In the copy, include every entry exactly but none of the images.

__________________________________________________

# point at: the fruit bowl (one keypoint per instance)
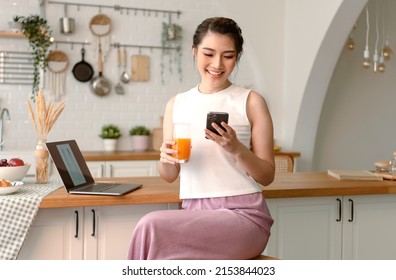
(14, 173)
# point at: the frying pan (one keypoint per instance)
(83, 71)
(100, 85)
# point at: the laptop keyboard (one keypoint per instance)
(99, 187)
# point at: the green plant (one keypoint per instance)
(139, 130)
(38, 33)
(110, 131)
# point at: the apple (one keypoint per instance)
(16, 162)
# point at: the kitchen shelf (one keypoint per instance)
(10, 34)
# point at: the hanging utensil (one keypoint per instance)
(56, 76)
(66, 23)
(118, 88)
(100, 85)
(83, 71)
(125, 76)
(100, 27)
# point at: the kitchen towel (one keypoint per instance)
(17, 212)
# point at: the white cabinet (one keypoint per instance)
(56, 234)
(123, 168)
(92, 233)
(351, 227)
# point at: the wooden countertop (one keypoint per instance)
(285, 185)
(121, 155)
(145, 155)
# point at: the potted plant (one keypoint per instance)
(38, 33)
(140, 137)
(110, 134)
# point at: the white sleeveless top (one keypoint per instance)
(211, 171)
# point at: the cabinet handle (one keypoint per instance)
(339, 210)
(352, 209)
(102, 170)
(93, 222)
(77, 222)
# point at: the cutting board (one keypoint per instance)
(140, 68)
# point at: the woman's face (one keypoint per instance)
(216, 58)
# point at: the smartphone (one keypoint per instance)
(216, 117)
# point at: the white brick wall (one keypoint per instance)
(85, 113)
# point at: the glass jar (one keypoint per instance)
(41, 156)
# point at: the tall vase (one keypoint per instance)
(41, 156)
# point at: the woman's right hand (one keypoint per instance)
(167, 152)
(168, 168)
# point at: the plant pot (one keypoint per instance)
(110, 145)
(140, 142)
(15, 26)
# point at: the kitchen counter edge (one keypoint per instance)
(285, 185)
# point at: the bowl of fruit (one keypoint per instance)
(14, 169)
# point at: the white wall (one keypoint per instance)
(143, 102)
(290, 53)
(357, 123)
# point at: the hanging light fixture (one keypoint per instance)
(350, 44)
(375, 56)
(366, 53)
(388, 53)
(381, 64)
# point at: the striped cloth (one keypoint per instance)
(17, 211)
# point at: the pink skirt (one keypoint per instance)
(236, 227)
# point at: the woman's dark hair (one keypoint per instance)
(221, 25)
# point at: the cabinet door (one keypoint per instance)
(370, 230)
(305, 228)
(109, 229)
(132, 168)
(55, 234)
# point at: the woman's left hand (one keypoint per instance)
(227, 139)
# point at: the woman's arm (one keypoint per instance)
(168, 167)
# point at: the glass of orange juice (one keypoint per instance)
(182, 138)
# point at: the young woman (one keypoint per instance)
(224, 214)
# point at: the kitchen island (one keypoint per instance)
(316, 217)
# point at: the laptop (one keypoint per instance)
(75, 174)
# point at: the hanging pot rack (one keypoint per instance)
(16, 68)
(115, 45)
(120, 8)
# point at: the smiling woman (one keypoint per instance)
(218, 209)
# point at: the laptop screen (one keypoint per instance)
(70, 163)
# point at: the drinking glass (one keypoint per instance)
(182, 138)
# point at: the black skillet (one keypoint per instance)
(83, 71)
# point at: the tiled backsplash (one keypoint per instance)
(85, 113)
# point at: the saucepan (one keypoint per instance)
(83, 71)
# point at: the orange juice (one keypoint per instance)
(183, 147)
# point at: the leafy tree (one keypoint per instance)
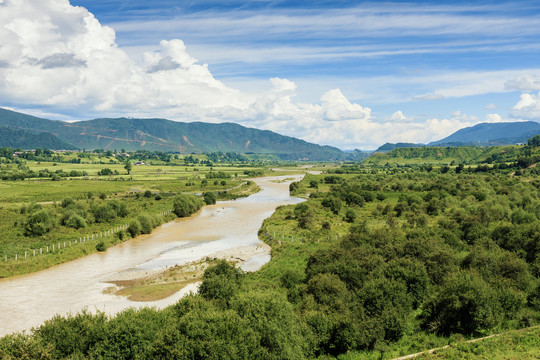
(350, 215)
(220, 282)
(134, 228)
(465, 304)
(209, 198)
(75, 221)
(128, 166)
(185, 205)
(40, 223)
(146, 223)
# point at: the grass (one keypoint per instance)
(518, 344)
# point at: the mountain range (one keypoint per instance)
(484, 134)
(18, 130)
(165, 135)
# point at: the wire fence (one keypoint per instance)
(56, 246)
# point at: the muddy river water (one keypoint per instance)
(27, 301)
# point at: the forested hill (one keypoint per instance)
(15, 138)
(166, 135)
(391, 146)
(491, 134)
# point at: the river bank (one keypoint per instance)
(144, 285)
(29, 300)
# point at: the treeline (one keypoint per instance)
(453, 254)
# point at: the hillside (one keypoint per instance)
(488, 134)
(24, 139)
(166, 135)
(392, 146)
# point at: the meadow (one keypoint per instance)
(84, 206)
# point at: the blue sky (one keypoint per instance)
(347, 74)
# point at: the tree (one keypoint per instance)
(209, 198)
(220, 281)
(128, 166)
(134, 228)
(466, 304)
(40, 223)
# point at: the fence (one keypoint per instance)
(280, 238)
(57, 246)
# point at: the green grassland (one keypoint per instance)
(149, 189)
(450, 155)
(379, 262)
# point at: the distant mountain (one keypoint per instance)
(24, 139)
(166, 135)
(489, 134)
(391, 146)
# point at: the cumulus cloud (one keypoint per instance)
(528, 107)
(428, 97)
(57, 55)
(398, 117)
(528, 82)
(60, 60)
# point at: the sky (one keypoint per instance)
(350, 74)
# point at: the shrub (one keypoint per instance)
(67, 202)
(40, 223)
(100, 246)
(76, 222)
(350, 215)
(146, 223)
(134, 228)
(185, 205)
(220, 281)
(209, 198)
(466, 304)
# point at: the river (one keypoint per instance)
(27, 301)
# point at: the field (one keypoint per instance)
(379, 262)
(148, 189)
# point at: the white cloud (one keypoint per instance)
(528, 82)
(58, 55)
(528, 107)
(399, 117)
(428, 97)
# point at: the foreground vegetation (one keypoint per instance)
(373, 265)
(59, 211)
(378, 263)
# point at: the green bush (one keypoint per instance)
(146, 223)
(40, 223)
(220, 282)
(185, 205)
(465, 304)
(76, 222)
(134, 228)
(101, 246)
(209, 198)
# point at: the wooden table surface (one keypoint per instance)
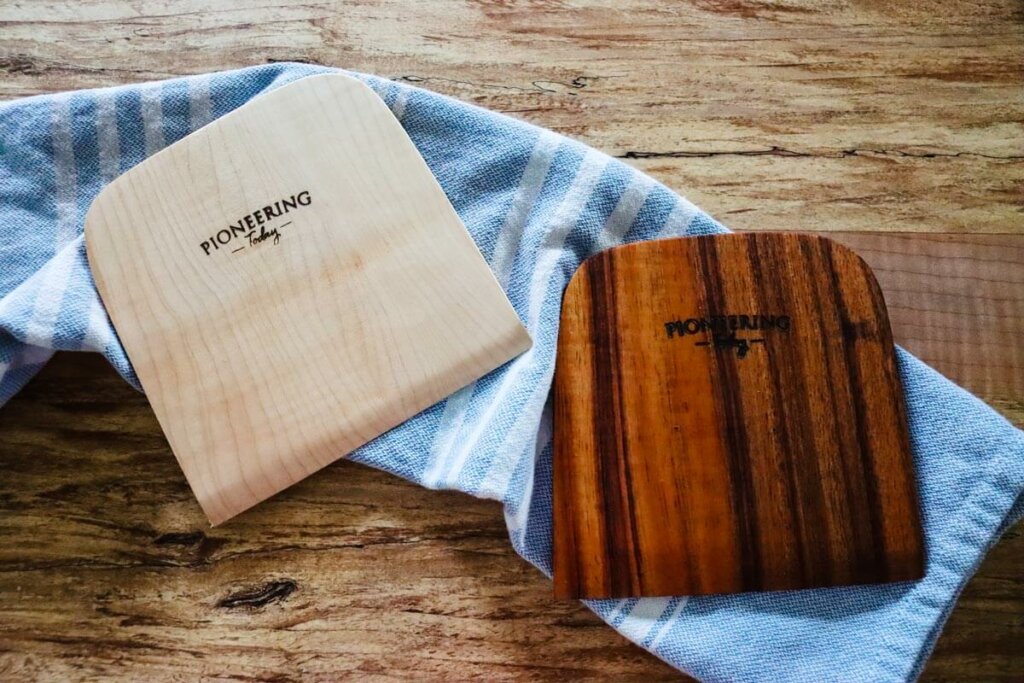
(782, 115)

__________________________________________________

- **RESPONSE TO THIS EXERCISE**:
# point at: the fruit bowl (one keypoint per instance)
(14, 173)
# point at: the frying pan (one keypoint per instance)
(83, 71)
(100, 85)
# point at: the laptop keyboard (one keypoint per instance)
(99, 187)
# point at: the green plant (one keypoint per instance)
(139, 130)
(38, 33)
(110, 131)
# point at: the apple (one keypoint per instance)
(16, 162)
# point at: the kitchen shelf (one keypoint per instance)
(10, 34)
# point at: the hanging utensil (one keypoint per instance)
(56, 76)
(66, 23)
(118, 88)
(100, 85)
(83, 71)
(125, 76)
(100, 27)
# point at: the kitchen towel (one keypoint per instance)
(17, 212)
# point at: the white cabinet (one keypoint per instance)
(56, 234)
(123, 168)
(92, 233)
(351, 227)
# point at: the wooden countertop (one keypoint per instance)
(285, 185)
(121, 155)
(145, 155)
# point at: the potted plant (one keypoint per instance)
(38, 33)
(140, 137)
(110, 134)
# point at: the white sleeveless top (one keypoint per instance)
(211, 171)
# point at: the cabinet handle (one keypoint per instance)
(339, 210)
(352, 209)
(102, 170)
(93, 222)
(77, 222)
# point at: the cutting board (one keypoint per instance)
(140, 68)
# point at: the woman's face (one keypoint per instance)
(216, 58)
# point at: the smartphone (one keypoint per instance)
(216, 117)
# point at: the white brick wall (one keypoint per instance)
(85, 113)
# point at: the glass jar (one keypoint per instance)
(41, 156)
# point at: the tall vase (one keypoint per instance)
(41, 156)
# point at: the woman's right hand (one keypoint per instance)
(167, 152)
(168, 168)
# point at: the plant pot (one keypoint per instance)
(110, 145)
(140, 142)
(15, 26)
# point at: the kitchen counter edge (one keypoint per instance)
(285, 185)
# point at: the bowl of fruit (one keypoint per instance)
(14, 169)
# point at: the white wall (one keypoint per instance)
(143, 102)
(290, 53)
(357, 123)
# point at: the hanging light fixture (one keypoint per instance)
(350, 44)
(375, 56)
(366, 53)
(388, 53)
(381, 64)
# point at: the striped cloth (one keypoint per instance)
(17, 211)
# point at: the pink skirt (one keypoint per instance)
(236, 227)
# point at: the woman's dark hair (one keypoint per instance)
(221, 25)
# point at: the cabinet door (one keypoint per instance)
(370, 230)
(305, 228)
(109, 229)
(132, 168)
(55, 234)
# point at: the woman's left hand (one keypoint per instance)
(227, 139)
# point at: the woman's arm (one keypoint per instance)
(168, 167)
# point at: the glass of orange juice (one keypoint per instance)
(182, 138)
# point at: the young woman (one keypoint per instance)
(224, 214)
# point at: the kitchen island (one keypoint per instance)
(316, 217)
# point at: the laptop (one keypoint per instance)
(75, 174)
# point at: the hanging pot rack (one keypoint per instance)
(16, 68)
(115, 45)
(120, 8)
# point at: the smiling woman (one keypoint per instance)
(218, 209)
# point at: the laptop screen (one keypoint per instance)
(70, 163)
# point at: the drinking glass (one keypoint per instance)
(182, 138)
# point at: the black skillet (one keypoint per instance)
(83, 71)
# point at: the tiled backsplash (one keypoint per instance)
(85, 113)
# point at: the saucepan (one keypoint per instance)
(83, 71)
# point at: the orange juice (one keypoint per instance)
(183, 147)
# point at: the leafy tree (one keypoint per instance)
(350, 215)
(220, 282)
(134, 228)
(465, 304)
(209, 198)
(75, 221)
(128, 166)
(185, 205)
(40, 223)
(146, 223)
# point at: the grass (one keypoint per instance)
(518, 344)
# point at: the mountain range (one keypoint per instance)
(484, 134)
(18, 130)
(165, 135)
# point at: the wire fence (one keypoint per instance)
(56, 246)
# point at: the muddy river water (one keypoint per instance)
(27, 301)
# point at: the forested hill (one keypoint per instance)
(15, 138)
(166, 135)
(391, 146)
(491, 134)
# point at: the river bank (one keypoint per instance)
(144, 285)
(29, 300)
# point at: the treeline (one keypoint per instance)
(453, 254)
# point at: the hillside (one keypoint per instance)
(488, 134)
(24, 139)
(166, 135)
(392, 146)
# point at: the meadow (one keypoint per instance)
(84, 206)
# point at: the blue sky (one keypoint per instance)
(347, 74)
# point at: the tree (one keypoint per instance)
(209, 198)
(220, 281)
(128, 166)
(134, 228)
(466, 304)
(40, 223)
# point at: the fence (one keypoint per instance)
(280, 238)
(57, 246)
# point at: the green grassland (one keypoint per instance)
(149, 189)
(450, 155)
(379, 262)
# point at: the distant mountain (one keypoint per instance)
(24, 139)
(166, 135)
(489, 134)
(391, 146)
# point at: the cumulus cloud (one keypoint per instance)
(528, 107)
(428, 97)
(57, 55)
(398, 117)
(528, 82)
(60, 60)
# point at: the sky (one keypoint per instance)
(350, 74)
# point at: the shrub (one keypoint per instance)
(67, 202)
(40, 223)
(100, 246)
(76, 222)
(350, 215)
(146, 223)
(134, 228)
(185, 205)
(220, 281)
(209, 198)
(466, 304)
# point at: the river (one keypoint per instance)
(27, 301)
# point at: the field (one keypoint per instance)
(379, 262)
(148, 189)
# point at: the white cloud (one keypoint per instance)
(528, 82)
(58, 55)
(528, 107)
(399, 117)
(428, 97)
# point at: the foreground vegetation (one keypoint per instance)
(373, 265)
(59, 211)
(378, 263)
# point at: the green bush (one keypoint per instance)
(146, 223)
(40, 223)
(220, 282)
(185, 205)
(465, 304)
(76, 222)
(134, 228)
(101, 246)
(209, 198)
# point at: the wooden table surface (one keypoint per instance)
(782, 115)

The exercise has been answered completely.